Extracted records
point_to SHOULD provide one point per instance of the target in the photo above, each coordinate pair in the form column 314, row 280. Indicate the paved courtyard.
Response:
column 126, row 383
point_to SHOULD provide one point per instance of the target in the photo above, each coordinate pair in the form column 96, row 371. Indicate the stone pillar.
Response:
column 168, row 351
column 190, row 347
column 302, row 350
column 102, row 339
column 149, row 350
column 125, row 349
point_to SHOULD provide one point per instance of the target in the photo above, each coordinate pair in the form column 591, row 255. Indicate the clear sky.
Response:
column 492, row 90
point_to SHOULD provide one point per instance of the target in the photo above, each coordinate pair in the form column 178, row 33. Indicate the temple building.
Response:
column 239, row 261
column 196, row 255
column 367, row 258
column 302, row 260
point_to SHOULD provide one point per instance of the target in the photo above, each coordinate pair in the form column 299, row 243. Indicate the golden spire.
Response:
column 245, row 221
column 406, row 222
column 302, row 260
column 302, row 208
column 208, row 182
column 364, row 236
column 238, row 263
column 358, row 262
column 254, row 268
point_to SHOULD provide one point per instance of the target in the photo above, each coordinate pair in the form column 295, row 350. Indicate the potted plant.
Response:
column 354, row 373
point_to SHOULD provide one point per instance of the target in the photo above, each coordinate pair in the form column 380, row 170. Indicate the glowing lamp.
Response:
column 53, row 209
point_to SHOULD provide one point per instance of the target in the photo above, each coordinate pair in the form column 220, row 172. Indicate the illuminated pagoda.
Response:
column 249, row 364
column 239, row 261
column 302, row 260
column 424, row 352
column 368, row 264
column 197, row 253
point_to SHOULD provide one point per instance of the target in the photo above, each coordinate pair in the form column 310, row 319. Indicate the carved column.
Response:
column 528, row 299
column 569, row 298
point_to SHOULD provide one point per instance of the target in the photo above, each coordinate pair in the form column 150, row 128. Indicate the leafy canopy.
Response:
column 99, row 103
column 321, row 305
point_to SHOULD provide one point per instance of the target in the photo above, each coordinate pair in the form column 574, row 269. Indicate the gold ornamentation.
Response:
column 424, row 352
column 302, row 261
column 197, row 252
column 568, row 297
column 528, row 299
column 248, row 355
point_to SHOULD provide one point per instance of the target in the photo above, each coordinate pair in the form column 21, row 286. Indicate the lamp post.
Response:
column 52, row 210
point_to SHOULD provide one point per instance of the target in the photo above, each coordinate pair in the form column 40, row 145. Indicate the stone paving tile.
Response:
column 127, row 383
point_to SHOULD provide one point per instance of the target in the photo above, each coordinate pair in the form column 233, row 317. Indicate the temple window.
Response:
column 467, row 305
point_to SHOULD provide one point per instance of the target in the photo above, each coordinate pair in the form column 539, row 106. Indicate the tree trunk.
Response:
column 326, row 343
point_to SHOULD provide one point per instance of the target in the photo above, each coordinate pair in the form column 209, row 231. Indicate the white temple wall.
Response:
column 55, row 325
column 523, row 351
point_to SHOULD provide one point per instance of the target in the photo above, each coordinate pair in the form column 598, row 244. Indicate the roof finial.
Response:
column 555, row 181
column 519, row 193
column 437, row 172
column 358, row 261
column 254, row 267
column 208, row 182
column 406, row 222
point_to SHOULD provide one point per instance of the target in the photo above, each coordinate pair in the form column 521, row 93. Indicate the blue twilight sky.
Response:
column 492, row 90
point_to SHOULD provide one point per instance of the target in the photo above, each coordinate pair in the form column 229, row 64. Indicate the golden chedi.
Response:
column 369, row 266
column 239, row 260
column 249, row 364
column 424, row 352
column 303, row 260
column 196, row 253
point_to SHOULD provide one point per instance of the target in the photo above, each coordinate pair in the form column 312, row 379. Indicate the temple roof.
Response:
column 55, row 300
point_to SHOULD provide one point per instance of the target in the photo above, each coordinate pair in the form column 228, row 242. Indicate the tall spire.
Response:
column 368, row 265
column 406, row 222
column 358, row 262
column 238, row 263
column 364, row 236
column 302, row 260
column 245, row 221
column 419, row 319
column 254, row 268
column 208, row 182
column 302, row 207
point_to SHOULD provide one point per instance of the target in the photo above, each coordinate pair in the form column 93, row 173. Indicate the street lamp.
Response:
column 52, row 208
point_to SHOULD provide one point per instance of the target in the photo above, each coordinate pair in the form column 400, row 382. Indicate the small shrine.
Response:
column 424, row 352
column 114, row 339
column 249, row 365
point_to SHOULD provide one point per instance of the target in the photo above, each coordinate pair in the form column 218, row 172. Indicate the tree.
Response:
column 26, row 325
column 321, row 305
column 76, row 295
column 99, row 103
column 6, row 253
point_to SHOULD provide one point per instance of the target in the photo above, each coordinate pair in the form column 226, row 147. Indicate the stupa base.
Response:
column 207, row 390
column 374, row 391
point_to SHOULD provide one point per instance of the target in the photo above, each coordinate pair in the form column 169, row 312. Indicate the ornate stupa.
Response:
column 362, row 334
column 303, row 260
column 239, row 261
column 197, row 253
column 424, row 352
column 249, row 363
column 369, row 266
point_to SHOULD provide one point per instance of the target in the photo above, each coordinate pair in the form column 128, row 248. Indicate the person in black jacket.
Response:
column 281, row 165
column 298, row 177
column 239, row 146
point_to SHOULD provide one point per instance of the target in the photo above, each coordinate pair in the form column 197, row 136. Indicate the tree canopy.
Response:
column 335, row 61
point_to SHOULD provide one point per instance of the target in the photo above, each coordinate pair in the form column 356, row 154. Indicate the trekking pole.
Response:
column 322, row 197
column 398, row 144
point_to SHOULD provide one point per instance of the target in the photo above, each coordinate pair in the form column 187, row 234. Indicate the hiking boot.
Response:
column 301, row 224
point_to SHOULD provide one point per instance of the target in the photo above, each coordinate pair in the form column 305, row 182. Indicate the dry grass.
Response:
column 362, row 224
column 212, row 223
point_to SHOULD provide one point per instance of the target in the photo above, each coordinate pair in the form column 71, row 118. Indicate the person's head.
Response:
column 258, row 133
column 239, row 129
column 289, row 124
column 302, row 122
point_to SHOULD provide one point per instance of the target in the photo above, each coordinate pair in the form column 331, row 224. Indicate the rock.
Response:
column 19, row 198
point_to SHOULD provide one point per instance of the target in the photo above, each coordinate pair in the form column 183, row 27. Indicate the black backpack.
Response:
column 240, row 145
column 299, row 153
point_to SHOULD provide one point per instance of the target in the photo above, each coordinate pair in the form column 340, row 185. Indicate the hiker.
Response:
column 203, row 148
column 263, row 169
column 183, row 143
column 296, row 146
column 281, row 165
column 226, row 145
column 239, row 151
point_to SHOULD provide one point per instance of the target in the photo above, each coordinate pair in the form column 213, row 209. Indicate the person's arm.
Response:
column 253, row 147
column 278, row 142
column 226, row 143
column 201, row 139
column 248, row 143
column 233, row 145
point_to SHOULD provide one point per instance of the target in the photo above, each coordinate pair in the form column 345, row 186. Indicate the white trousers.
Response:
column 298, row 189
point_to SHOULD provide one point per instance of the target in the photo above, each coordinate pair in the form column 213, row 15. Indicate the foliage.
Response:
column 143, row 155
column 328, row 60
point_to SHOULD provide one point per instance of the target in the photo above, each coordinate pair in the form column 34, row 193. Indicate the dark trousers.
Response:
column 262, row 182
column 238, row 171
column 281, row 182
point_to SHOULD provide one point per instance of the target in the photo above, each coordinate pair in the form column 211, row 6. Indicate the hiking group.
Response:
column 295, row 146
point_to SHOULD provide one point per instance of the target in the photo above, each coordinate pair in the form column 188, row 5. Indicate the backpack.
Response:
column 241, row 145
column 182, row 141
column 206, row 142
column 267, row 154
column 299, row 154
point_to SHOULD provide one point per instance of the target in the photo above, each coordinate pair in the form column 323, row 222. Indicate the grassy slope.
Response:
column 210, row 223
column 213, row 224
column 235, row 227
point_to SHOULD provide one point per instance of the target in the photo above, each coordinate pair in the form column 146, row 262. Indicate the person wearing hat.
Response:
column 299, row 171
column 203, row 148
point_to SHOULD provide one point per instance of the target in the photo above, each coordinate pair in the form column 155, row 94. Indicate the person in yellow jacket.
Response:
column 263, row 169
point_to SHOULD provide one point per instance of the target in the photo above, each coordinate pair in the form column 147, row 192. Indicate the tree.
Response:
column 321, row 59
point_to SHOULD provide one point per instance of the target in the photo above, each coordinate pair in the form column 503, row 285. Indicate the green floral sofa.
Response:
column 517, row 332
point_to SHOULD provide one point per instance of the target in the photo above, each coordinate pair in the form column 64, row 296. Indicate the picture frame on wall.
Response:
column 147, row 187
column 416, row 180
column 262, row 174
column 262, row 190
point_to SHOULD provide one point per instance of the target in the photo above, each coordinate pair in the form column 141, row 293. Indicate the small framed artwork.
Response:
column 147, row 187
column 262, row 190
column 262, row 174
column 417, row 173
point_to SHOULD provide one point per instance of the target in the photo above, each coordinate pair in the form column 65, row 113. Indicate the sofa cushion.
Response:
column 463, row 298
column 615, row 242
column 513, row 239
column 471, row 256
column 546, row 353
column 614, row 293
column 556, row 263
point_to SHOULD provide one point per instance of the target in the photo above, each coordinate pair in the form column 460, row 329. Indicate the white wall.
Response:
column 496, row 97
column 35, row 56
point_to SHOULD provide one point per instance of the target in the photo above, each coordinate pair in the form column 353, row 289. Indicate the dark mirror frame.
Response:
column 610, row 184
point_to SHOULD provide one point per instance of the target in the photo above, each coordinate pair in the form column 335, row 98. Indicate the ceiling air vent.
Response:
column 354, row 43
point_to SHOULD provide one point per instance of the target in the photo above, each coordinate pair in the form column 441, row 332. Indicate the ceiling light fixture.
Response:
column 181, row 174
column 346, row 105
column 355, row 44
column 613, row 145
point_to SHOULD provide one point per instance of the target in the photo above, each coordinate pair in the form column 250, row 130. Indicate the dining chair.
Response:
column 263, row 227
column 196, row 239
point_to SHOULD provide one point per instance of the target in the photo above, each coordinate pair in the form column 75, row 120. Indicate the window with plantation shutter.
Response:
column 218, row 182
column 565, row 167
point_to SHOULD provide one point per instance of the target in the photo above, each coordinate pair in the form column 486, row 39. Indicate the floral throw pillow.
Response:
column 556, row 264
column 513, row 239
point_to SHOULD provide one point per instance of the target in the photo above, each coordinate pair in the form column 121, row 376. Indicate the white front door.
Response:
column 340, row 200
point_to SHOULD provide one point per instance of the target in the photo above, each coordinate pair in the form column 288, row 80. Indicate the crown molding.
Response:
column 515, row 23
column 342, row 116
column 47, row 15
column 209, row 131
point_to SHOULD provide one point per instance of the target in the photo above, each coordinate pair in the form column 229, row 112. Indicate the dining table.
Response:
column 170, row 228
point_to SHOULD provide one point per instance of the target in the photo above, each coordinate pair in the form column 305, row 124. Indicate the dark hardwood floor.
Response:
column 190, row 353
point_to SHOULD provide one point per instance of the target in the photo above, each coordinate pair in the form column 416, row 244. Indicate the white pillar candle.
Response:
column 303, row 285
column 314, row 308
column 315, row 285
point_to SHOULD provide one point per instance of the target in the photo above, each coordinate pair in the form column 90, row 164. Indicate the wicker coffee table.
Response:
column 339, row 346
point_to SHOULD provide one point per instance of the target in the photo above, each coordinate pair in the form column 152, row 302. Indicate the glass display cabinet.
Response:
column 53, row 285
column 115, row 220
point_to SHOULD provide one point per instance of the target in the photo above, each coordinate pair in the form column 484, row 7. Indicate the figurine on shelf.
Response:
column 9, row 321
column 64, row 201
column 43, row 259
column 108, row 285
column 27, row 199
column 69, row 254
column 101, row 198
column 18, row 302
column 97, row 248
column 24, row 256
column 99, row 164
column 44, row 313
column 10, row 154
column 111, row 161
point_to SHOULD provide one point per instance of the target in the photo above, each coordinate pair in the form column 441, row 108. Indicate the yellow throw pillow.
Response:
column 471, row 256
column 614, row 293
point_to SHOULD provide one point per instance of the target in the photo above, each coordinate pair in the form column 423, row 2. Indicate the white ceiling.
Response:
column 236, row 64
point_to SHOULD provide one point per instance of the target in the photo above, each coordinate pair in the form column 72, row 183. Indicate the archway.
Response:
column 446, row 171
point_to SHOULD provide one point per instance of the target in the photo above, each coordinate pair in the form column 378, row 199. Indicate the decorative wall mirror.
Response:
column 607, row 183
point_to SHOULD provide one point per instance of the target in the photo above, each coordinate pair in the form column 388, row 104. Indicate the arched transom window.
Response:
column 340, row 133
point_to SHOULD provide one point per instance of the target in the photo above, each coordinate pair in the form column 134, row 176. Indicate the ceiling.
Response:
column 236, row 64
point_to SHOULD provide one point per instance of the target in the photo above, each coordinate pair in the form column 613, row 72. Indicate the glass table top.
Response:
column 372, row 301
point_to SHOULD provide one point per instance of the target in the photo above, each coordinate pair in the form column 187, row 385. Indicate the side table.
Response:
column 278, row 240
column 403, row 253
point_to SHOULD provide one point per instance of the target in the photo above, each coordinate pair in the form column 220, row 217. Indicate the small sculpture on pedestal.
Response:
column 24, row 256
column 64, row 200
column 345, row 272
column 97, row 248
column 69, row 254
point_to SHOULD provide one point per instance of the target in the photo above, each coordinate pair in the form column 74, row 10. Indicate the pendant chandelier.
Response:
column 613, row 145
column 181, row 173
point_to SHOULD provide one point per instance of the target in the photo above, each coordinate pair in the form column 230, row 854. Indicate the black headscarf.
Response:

▶ **WORK TO COMPLETE**: Reproduce each line of the data containing the word "small".

▶ **TASK OUTPUT**:
point_to SHOULD provide one point per instance of the target in the photo above, each coordinate pair in the form column 400, row 382. Indicate the small shrine.
point_to SHOULD provide one point per instance of the target in the photo above, each coordinate pair in the form column 141, row 293. Indicate the small framed artwork.
point_to SHOULD provide one point per instance of the target in the photo above, each coordinate pair in the form column 220, row 217. Indicate the small sculpture on pedestal.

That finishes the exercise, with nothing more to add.